Work to be completed:
Scale the listing below by copying all of its lines, requests included, and multiplying every coordinate in the answers by 0.75, rounding each to a whole number with halves going up. Leave the pictures out of your reply.

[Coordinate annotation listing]
══════════════════════════════
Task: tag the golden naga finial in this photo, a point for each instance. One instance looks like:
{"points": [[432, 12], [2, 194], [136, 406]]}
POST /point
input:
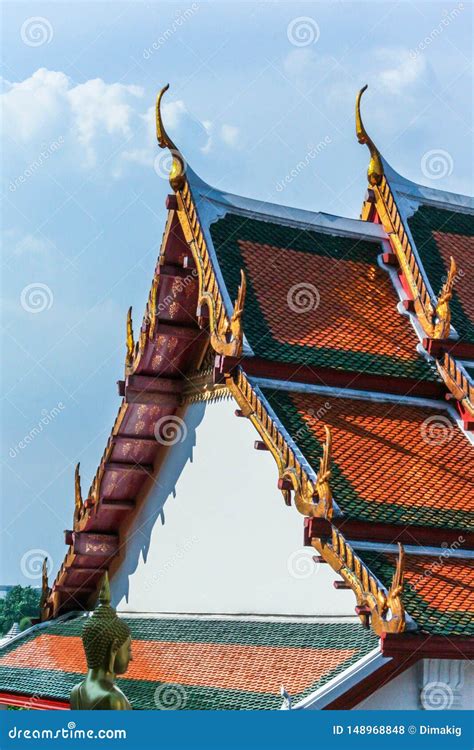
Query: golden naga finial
{"points": [[236, 319], [375, 170], [130, 339], [178, 166], [442, 313], [78, 504], [324, 475], [45, 591]]}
══════════════════════════════
Result for this task:
Task: tag the golden naga finial in this photo, a point for each instance. One instance looks like:
{"points": [[432, 12], [2, 194], [136, 406]]}
POST /point
input:
Query: golden naga finial
{"points": [[177, 239], [281, 128], [98, 254], [134, 125], [332, 235], [59, 378], [243, 356], [34, 443]]}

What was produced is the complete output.